Downloads sample Wikipedia data
Chunks into segments
Extracts entities
Generates embeddings
Loads into vector DB
Builds ontology graph

Test Your First Query

# Via API
curl -X POST http://localhost:8001/query \
  -H "Content-Type: application/json" \
  -d '{
    "query": "Who helped Arjuna after Day 10 of the war?",
    "max_results": 10,
    "debug": true
  }'

# Response (example)
{
  "answer": "After Day 10, Arjuna was helped by Krishna (his charioteer and advisor) and Bhima (his brother who protected his position).",
  "citations": [
    {"doc_id": "doc_156", "title": "Day 11 Battle"},
    {"doc_id": "doc_203", "title": "Bhima's Protection"}
  ],
  "retrieval_trace": {
    "query_parsing": {...},
    "hops": [...],
    "fusion_scores": [...]
  }
}

Testing Strategy

Testing multi-layer RAG systems requires careful thought at each level.

1. Unit Tests

Test individual components in isolation.

import pytest
from orchestrator.services.query_parser import QueryParser

def test_entity_extraction():
    parser = QueryParser()
    result = parser.parse("Who helped Arjuna after Day 10 of the war?")

    assert "Arjuna" in result.entities
    assert result.query_type == "temporal_causal"
    assert result.temporal_constraint["type"] == "after"
    assert result.temporal_constraint["reference"] == 10

def test_intent_classification():
    parser = QueryParser()

    # Test who question
    result1 = parser.parse("Who was Arjuna's ally?")
    assert result1.intent == "relational"
    assert result1.query_type == "who_question"

    # Test what question
    result2 = parser.parse("What happened on Day 10?")
    assert result2.intent == "factual"
    assert result2.query_type == "what_question"

    # Test why question
    result3 = parser.parse("Why did Krishna advise Arjuna?")
    assert result3.intent == "causal"
    assert result3.query_type == "why_question"

Run unit tests:

# From service directory
cd orchestrator
pytest tests/ -v

# Or use make targets
make test-orchestrator

2. Integration Tests

Test service-to-service interactions with mocked dependencies.

import pytest
import asyncio
from orchestrator.clients.vector_client import VectorClient

@pytest.mark.integration
@pytest.mark.asyncio
async def test_vector_search_integration():
    """
    Test actual connection to vector DB
    Requires: docker compose up vector_db
    """
    client = VectorClient()
    await client.connect()

# [TASK INSTRUCTIONS]
1. Return the passage of the RAG testing guide starting at "# From service" and ending at "with mocked dependencies.", word for word.
2. Take the RAG testing guide further, picking up right after the last line shown.

Saved entries
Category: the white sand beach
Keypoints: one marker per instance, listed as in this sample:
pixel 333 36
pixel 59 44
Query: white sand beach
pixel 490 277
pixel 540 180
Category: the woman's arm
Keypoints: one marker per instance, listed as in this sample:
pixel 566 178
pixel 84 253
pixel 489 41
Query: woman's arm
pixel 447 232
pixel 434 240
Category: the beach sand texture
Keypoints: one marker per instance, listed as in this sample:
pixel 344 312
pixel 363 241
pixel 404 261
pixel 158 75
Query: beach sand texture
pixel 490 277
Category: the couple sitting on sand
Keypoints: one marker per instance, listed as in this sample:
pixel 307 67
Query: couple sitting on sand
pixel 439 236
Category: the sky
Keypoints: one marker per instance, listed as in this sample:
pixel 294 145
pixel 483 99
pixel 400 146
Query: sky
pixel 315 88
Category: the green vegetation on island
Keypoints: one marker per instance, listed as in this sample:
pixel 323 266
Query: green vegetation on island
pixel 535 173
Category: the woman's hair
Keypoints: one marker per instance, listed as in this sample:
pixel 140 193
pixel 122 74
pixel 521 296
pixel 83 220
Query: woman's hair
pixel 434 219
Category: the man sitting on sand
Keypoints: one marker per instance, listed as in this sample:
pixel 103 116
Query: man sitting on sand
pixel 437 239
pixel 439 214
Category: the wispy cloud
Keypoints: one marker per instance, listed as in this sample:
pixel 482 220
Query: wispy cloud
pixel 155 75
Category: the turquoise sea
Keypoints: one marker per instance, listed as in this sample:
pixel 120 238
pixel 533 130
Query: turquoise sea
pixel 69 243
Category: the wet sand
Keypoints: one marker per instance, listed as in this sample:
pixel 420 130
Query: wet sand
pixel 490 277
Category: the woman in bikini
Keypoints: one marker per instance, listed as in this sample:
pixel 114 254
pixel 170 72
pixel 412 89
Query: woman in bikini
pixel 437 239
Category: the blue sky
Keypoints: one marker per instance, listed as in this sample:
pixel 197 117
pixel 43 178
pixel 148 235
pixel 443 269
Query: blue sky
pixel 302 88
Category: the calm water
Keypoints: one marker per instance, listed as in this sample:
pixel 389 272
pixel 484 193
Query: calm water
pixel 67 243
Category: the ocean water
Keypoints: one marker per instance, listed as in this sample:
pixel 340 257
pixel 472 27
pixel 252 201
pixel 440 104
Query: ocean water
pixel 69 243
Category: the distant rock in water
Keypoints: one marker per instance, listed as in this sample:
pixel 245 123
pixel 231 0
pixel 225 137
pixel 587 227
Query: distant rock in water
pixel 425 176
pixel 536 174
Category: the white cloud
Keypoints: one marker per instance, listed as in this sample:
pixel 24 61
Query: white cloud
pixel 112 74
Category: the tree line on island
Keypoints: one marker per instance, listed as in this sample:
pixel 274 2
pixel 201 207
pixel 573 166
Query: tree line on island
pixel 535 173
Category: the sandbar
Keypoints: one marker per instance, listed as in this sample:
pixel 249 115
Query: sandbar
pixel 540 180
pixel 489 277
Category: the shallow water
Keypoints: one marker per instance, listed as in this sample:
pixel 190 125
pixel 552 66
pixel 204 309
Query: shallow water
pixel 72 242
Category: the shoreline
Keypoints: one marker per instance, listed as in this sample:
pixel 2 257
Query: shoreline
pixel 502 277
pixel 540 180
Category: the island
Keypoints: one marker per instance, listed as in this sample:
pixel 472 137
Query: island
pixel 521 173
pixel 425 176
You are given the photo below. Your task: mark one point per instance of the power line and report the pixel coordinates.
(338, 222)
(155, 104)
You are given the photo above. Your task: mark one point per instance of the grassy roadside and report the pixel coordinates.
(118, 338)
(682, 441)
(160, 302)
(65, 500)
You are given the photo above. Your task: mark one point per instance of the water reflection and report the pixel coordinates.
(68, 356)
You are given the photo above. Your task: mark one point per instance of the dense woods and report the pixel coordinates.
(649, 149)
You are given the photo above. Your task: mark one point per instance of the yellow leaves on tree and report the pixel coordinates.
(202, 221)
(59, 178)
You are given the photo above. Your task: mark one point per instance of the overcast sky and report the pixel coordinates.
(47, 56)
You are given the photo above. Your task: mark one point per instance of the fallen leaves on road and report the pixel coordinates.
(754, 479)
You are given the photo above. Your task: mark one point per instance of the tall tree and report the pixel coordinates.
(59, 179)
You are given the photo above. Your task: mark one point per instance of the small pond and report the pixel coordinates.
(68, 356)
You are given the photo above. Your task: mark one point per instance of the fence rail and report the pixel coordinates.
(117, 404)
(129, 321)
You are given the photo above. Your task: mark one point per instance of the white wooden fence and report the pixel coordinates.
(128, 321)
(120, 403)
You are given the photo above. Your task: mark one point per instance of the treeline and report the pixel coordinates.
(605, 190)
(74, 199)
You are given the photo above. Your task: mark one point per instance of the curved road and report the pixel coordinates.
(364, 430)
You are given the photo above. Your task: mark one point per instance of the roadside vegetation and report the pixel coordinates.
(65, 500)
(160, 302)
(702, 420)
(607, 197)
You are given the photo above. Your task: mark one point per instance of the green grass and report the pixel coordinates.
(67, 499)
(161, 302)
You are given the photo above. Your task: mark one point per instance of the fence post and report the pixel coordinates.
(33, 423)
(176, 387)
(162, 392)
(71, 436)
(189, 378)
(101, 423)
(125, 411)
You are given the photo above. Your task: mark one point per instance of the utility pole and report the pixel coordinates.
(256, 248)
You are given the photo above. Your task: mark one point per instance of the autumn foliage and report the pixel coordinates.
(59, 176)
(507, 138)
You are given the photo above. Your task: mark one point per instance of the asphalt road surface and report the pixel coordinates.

# [EXPECTED RESPONSES]
1.
# From service directory
cd orchestrator
pytest tests/ -v

# Or use make targets
make test-orchestrator

2. Integration Tests

Test service-to-service interactions with mocked dependencies.

2.
    # Create test embedding
    test_embedding = [0.1] * 384  # Match model dimension

    # Search
    results = await client.search(
        embedding=test_embedding,
        limit=10
    )

    assert len(results) > 0
    assert "id" in results[0]
    assert "content" in results[0]
    assert "similarity" in results[0]

@pytest.mark.integration
@pytest.mark.asyncio
async def test_ontology_expansion_integration():
    """Test ontology service integration"""
    from orchestrator.clients.ontology_client import OntologyClient

    client = OntologyClient("http://ontology_service:8004")

    result = await client.expand(
        entities=["Arjuna"],
        max_hops=2
    )

    assert "expanded" in result
    assert "Krishna" in result["expanded"]  # Known ally
    assert "Bhima" in result["expanded"]    # Known brother

Run integration tests:

# Start dependencies first
docker compose up -d vector_db ontology_service

# Run tests
pytest tests/ -m integration -v

3. End-to-End Tests

Test the complete flow from API to answer.

import pytest
import httpx

@pytest.mark.e2e
@pytest.mark.asyncio
async def test_complete_query_flow():
    """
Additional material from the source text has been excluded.